Directions |
Extract exactly and only the lines of the data below, starting at the line with "Every instance of the dark" and stopping after the final line.

Provided records |
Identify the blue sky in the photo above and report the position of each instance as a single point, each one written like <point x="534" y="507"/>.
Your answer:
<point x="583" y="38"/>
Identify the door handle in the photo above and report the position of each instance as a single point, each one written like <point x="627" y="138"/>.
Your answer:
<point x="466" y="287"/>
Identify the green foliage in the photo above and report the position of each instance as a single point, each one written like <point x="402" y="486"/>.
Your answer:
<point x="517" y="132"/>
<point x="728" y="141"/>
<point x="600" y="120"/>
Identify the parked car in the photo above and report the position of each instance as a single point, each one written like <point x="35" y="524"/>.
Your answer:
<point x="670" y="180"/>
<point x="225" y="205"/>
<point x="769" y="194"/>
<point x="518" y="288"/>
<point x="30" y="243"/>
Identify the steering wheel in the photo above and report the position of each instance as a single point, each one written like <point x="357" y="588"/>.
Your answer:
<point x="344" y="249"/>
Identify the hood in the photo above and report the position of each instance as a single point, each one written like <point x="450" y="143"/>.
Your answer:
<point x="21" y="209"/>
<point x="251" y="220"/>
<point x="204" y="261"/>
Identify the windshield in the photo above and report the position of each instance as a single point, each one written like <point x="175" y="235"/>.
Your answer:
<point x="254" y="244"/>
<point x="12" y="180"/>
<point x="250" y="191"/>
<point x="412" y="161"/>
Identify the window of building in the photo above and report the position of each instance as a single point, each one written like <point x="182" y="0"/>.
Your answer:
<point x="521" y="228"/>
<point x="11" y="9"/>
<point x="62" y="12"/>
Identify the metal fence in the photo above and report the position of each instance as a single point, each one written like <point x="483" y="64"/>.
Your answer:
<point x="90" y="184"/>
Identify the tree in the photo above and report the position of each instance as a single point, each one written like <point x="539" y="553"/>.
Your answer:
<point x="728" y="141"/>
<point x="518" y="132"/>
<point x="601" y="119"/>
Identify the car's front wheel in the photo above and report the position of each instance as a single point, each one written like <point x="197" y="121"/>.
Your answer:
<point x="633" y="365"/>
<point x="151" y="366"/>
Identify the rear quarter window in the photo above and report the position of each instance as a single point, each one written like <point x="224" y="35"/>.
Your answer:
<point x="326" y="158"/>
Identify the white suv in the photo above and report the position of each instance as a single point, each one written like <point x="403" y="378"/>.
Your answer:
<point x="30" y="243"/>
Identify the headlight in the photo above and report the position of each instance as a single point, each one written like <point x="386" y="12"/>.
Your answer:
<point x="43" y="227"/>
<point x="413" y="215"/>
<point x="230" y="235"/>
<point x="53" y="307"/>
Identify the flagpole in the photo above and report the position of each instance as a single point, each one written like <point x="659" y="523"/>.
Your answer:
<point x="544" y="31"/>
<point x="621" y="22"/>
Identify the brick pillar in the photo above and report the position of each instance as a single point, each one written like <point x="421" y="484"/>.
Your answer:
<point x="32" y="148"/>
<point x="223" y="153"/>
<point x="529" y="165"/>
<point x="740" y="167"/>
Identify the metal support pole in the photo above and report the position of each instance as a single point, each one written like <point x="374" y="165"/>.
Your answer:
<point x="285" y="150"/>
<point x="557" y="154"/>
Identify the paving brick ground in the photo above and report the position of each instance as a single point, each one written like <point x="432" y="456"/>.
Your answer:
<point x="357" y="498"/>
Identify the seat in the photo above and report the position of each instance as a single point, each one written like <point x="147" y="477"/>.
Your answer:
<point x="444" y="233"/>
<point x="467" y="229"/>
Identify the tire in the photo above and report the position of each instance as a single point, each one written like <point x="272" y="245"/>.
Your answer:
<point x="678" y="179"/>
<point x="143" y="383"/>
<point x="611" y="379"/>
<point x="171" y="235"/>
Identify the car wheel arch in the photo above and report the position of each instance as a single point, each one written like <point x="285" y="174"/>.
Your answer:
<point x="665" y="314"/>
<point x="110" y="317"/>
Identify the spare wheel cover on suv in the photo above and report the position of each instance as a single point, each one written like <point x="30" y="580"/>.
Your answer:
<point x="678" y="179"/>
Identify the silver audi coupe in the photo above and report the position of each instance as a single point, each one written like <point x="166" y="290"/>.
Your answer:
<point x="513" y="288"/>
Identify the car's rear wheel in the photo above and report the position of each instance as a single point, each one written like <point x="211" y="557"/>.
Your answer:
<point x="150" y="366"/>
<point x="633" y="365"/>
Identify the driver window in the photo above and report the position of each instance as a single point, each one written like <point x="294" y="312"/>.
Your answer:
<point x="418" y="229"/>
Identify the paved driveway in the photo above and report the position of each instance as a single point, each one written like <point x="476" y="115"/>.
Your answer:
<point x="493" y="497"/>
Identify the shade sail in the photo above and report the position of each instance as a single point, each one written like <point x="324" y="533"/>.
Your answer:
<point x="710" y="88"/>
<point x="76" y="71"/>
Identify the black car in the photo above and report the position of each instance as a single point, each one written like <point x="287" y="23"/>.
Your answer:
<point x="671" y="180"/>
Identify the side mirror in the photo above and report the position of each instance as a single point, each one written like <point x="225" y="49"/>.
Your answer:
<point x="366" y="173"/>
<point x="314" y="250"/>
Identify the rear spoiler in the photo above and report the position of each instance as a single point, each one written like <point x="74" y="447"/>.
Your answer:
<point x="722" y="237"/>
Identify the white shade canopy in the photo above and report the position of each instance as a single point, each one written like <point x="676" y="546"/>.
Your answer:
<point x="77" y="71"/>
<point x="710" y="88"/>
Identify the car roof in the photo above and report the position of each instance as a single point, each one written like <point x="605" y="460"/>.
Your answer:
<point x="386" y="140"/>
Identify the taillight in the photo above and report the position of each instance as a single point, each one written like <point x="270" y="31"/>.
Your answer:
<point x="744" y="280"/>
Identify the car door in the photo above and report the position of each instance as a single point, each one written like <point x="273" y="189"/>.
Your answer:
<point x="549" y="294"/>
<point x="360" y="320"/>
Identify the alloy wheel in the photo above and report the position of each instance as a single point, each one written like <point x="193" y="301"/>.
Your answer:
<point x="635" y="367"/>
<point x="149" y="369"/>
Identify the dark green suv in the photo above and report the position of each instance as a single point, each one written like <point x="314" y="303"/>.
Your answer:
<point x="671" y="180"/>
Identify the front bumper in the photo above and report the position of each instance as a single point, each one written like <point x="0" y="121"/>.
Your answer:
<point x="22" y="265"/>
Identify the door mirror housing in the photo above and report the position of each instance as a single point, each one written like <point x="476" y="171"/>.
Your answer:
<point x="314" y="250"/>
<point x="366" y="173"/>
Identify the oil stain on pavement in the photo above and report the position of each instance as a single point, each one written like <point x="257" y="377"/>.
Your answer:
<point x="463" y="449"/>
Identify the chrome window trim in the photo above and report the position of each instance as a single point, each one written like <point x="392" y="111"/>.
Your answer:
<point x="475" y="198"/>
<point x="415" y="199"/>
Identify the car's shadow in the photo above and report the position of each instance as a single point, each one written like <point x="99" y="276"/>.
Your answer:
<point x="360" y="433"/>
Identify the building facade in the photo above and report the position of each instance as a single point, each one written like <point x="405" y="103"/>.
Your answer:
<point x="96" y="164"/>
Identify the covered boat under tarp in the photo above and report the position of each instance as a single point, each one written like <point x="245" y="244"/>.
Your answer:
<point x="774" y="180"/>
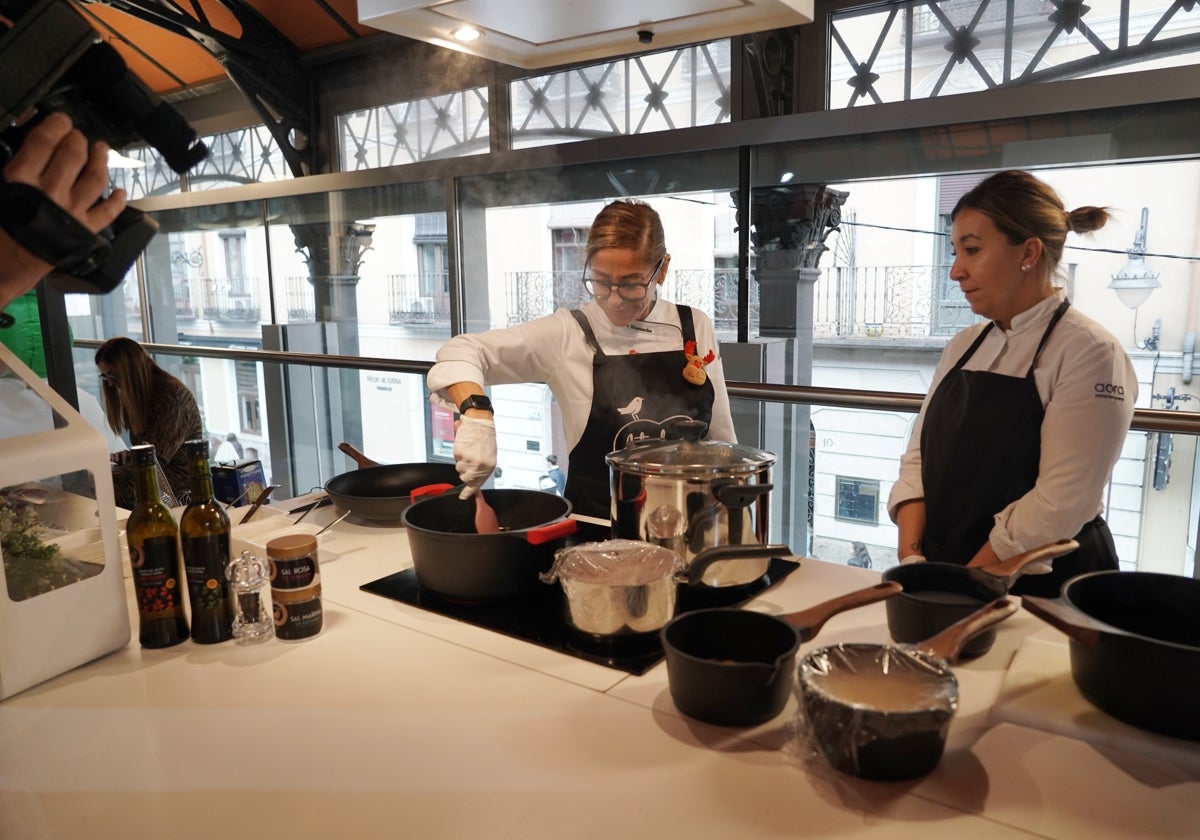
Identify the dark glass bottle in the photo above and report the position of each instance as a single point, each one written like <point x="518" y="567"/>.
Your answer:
<point x="154" y="555"/>
<point x="204" y="538"/>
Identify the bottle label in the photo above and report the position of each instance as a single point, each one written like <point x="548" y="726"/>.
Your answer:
<point x="155" y="568"/>
<point x="294" y="573"/>
<point x="298" y="615"/>
<point x="204" y="562"/>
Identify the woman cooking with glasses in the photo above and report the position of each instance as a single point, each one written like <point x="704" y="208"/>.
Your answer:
<point x="624" y="367"/>
<point x="150" y="406"/>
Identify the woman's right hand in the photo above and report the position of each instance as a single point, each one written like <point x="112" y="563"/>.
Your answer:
<point x="474" y="453"/>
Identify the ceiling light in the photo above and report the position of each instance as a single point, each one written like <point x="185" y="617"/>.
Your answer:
<point x="119" y="161"/>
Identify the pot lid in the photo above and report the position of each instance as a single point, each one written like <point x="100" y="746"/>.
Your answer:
<point x="690" y="457"/>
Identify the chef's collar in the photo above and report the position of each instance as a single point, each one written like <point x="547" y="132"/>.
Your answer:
<point x="1038" y="313"/>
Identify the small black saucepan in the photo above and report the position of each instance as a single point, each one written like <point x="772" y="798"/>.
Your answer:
<point x="1134" y="646"/>
<point x="733" y="667"/>
<point x="454" y="562"/>
<point x="939" y="594"/>
<point x="882" y="712"/>
<point x="381" y="492"/>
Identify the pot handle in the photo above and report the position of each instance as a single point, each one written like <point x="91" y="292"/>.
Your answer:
<point x="948" y="643"/>
<point x="809" y="622"/>
<point x="699" y="565"/>
<point x="552" y="532"/>
<point x="1008" y="569"/>
<point x="430" y="490"/>
<point x="733" y="495"/>
<point x="1075" y="623"/>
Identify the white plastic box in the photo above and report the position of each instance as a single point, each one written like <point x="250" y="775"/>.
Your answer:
<point x="54" y="472"/>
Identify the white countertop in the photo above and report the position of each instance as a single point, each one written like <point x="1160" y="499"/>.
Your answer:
<point x="396" y="721"/>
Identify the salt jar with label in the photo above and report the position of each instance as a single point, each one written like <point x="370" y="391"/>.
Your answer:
<point x="295" y="586"/>
<point x="247" y="577"/>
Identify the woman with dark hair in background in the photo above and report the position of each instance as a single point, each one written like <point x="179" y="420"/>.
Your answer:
<point x="624" y="367"/>
<point x="154" y="408"/>
<point x="1027" y="411"/>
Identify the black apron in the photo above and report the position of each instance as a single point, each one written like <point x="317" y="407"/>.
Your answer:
<point x="981" y="444"/>
<point x="635" y="399"/>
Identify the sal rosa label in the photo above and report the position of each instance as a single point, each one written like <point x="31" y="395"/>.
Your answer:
<point x="294" y="573"/>
<point x="154" y="574"/>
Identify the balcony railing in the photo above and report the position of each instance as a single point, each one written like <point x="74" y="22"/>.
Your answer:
<point x="231" y="299"/>
<point x="185" y="309"/>
<point x="857" y="301"/>
<point x="411" y="304"/>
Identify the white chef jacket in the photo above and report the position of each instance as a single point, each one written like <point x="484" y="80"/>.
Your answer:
<point x="552" y="349"/>
<point x="1087" y="388"/>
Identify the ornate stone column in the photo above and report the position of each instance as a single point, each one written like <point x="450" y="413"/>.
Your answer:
<point x="791" y="223"/>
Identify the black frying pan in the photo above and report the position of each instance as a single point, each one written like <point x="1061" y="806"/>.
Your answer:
<point x="381" y="492"/>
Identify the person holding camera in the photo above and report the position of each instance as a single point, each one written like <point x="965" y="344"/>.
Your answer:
<point x="57" y="159"/>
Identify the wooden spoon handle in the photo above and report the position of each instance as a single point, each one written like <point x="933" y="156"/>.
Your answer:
<point x="363" y="460"/>
<point x="809" y="622"/>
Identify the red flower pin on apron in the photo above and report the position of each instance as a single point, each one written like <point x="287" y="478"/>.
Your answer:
<point x="694" y="371"/>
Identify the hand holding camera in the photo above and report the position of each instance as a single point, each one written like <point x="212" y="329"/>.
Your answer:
<point x="55" y="159"/>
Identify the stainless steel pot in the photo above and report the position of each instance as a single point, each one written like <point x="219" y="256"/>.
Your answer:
<point x="690" y="496"/>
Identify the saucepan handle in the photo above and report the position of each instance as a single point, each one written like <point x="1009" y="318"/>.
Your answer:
<point x="1060" y="615"/>
<point x="429" y="490"/>
<point x="735" y="495"/>
<point x="948" y="643"/>
<point x="551" y="532"/>
<point x="699" y="565"/>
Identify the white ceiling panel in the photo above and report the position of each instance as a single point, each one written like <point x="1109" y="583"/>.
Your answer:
<point x="535" y="34"/>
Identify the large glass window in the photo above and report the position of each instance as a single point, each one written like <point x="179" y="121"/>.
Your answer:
<point x="448" y="125"/>
<point x="925" y="48"/>
<point x="652" y="91"/>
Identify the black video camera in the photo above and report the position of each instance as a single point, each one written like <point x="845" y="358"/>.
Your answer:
<point x="51" y="59"/>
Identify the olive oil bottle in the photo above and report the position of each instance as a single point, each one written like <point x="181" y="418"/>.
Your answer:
<point x="204" y="537"/>
<point x="154" y="555"/>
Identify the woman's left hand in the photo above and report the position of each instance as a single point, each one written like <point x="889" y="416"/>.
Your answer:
<point x="474" y="453"/>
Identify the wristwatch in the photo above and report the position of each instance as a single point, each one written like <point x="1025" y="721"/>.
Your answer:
<point x="475" y="401"/>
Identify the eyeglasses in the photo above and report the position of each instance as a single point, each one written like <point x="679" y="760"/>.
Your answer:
<point x="601" y="289"/>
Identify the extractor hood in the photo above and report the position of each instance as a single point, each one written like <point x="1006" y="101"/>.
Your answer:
<point x="535" y="34"/>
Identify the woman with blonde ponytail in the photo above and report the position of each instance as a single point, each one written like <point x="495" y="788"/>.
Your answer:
<point x="1027" y="411"/>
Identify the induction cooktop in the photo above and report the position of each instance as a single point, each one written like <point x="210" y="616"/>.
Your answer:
<point x="539" y="617"/>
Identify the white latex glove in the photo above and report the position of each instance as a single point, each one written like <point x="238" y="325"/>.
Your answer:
<point x="474" y="453"/>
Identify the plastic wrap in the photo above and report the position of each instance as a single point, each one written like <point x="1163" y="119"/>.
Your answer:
<point x="871" y="711"/>
<point x="617" y="587"/>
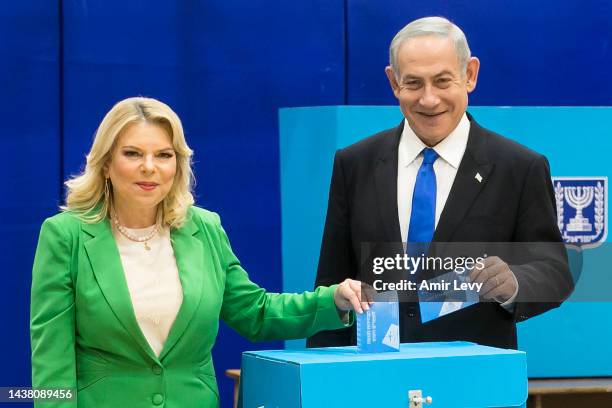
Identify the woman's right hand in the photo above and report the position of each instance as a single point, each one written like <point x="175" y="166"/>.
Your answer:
<point x="353" y="295"/>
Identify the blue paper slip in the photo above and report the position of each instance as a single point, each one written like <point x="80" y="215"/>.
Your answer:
<point x="441" y="296"/>
<point x="378" y="328"/>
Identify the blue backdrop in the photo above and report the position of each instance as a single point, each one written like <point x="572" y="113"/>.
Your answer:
<point x="226" y="67"/>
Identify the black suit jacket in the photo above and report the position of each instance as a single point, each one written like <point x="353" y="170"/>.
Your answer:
<point x="513" y="203"/>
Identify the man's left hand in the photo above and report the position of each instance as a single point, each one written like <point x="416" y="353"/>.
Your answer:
<point x="499" y="283"/>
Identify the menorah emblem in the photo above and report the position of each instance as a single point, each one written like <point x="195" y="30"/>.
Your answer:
<point x="579" y="198"/>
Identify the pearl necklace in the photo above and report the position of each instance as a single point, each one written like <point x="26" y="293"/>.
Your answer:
<point x="144" y="239"/>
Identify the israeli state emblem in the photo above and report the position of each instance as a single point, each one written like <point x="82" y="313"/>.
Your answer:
<point x="582" y="209"/>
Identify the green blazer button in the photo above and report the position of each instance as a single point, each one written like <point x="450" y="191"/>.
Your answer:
<point x="158" y="399"/>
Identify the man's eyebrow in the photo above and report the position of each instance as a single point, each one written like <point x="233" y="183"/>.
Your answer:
<point x="445" y="72"/>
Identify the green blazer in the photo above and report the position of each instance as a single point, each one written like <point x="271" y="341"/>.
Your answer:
<point x="85" y="336"/>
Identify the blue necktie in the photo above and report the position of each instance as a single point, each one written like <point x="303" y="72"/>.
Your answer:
<point x="422" y="223"/>
<point x="423" y="215"/>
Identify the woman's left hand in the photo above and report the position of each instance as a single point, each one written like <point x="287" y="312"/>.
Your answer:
<point x="353" y="294"/>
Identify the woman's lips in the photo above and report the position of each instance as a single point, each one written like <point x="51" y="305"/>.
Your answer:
<point x="147" y="186"/>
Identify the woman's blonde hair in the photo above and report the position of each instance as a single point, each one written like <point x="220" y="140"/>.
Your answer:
<point x="90" y="194"/>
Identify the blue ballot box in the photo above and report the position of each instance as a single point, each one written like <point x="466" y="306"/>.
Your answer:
<point x="453" y="374"/>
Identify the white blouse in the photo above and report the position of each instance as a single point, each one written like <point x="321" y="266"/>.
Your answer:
<point x="153" y="282"/>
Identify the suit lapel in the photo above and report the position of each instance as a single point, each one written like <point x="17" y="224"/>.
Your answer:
<point x="189" y="254"/>
<point x="105" y="261"/>
<point x="385" y="179"/>
<point x="466" y="186"/>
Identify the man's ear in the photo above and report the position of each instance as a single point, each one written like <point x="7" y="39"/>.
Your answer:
<point x="392" y="81"/>
<point x="471" y="73"/>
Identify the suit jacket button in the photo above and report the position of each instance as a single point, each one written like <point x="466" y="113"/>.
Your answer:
<point x="158" y="399"/>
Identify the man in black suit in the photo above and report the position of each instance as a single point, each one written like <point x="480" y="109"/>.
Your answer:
<point x="486" y="189"/>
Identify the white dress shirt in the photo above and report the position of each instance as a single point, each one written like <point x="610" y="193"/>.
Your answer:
<point x="153" y="282"/>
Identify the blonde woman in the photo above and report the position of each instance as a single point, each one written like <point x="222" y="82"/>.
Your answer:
<point x="130" y="279"/>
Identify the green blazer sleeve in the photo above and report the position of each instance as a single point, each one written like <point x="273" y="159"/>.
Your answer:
<point x="52" y="327"/>
<point x="258" y="315"/>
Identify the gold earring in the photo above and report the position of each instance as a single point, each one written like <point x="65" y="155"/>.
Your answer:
<point x="106" y="189"/>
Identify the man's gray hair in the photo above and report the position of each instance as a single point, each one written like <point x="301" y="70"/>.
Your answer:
<point x="438" y="26"/>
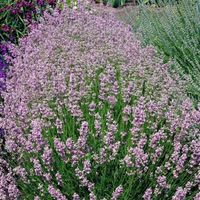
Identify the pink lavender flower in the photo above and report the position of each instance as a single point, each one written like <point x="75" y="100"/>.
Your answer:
<point x="179" y="194"/>
<point x="148" y="193"/>
<point x="117" y="193"/>
<point x="56" y="193"/>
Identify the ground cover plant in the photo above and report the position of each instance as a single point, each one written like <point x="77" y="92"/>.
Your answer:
<point x="90" y="114"/>
<point x="174" y="30"/>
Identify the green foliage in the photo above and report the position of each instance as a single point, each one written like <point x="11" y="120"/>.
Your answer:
<point x="175" y="30"/>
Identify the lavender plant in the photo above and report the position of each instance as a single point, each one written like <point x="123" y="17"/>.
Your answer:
<point x="88" y="116"/>
<point x="174" y="31"/>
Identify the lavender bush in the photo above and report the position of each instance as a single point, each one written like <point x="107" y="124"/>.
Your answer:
<point x="89" y="114"/>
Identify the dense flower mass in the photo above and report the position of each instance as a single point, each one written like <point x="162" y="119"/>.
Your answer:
<point x="90" y="114"/>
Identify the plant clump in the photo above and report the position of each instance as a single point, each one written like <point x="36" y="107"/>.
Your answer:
<point x="90" y="114"/>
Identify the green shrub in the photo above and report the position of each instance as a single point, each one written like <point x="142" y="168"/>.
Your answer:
<point x="175" y="30"/>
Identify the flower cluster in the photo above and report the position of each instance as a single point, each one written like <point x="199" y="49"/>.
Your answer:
<point x="90" y="114"/>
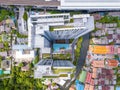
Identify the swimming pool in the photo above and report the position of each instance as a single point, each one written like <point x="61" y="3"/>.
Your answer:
<point x="57" y="47"/>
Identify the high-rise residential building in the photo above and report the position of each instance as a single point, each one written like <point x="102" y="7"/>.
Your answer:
<point x="46" y="28"/>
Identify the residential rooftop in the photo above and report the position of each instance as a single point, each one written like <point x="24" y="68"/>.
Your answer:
<point x="30" y="2"/>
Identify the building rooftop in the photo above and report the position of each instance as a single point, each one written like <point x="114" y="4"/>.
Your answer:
<point x="62" y="63"/>
<point x="30" y="2"/>
<point x="112" y="63"/>
<point x="1" y="45"/>
<point x="100" y="63"/>
<point x="82" y="76"/>
<point x="20" y="47"/>
<point x="46" y="62"/>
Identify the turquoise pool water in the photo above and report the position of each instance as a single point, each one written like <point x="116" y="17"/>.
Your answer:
<point x="57" y="47"/>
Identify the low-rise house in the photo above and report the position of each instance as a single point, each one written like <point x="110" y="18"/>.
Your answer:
<point x="3" y="54"/>
<point x="54" y="69"/>
<point x="111" y="63"/>
<point x="6" y="65"/>
<point x="114" y="14"/>
<point x="97" y="16"/>
<point x="22" y="53"/>
<point x="25" y="68"/>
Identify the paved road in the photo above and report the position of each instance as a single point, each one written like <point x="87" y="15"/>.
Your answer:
<point x="81" y="61"/>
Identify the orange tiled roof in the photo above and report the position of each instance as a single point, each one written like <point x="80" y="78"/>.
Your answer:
<point x="94" y="74"/>
<point x="101" y="49"/>
<point x="112" y="63"/>
<point x="91" y="87"/>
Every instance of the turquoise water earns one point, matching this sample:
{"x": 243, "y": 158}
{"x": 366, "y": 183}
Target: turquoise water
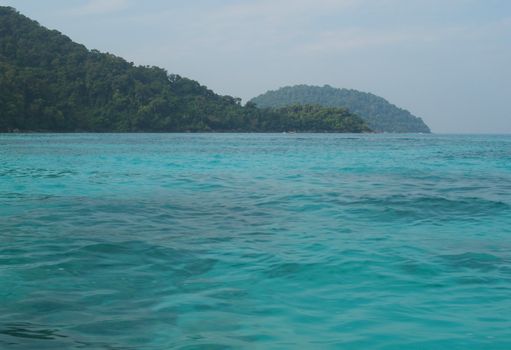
{"x": 255, "y": 241}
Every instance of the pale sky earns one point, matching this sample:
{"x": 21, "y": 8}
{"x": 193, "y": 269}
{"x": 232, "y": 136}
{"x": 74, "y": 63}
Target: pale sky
{"x": 447, "y": 61}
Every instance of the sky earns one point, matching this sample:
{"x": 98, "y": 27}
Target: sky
{"x": 446, "y": 61}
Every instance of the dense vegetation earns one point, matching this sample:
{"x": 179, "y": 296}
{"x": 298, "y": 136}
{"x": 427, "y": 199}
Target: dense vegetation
{"x": 49, "y": 83}
{"x": 379, "y": 114}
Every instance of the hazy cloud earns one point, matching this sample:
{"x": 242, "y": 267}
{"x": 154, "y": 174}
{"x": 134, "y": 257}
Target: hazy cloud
{"x": 100, "y": 7}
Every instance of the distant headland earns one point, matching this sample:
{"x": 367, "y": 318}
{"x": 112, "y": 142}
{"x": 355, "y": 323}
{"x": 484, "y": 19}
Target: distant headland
{"x": 48, "y": 83}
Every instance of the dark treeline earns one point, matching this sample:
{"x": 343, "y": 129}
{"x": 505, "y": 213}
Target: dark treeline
{"x": 50, "y": 83}
{"x": 378, "y": 113}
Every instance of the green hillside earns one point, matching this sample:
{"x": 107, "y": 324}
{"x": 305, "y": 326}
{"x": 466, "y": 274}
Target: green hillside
{"x": 50, "y": 83}
{"x": 379, "y": 114}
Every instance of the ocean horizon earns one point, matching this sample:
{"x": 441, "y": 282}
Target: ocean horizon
{"x": 260, "y": 241}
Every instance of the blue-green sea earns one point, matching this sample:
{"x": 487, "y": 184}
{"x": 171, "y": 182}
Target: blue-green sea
{"x": 255, "y": 241}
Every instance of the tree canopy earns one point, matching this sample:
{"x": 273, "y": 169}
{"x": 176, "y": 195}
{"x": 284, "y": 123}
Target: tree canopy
{"x": 379, "y": 114}
{"x": 50, "y": 83}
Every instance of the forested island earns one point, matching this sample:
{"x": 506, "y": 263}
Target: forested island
{"x": 378, "y": 113}
{"x": 48, "y": 83}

Result for this task |
Every instance of the dark treeline earns one point, matching this sample:
{"x": 343, "y": 129}
{"x": 505, "y": 213}
Target: dark treeline
{"x": 50, "y": 83}
{"x": 378, "y": 113}
Every instance of the green hillside earns one point, matching this sample:
{"x": 107, "y": 324}
{"x": 305, "y": 326}
{"x": 466, "y": 274}
Target: green hillside
{"x": 50, "y": 83}
{"x": 379, "y": 114}
Every instance of the ocean horizon earns one point, matching this sample:
{"x": 441, "y": 282}
Target: ocean horizon
{"x": 260, "y": 241}
Every instance of the blue-green sea earns one point, matching this sample:
{"x": 487, "y": 184}
{"x": 171, "y": 182}
Target: blue-green sea
{"x": 255, "y": 241}
Every instance of the tree canopy earns one point, matching this sample:
{"x": 273, "y": 169}
{"x": 176, "y": 195}
{"x": 284, "y": 123}
Target: tree canopy
{"x": 379, "y": 114}
{"x": 50, "y": 83}
Every instance of the forested island earns one point, matching this sample:
{"x": 506, "y": 263}
Target: forested island
{"x": 378, "y": 113}
{"x": 48, "y": 83}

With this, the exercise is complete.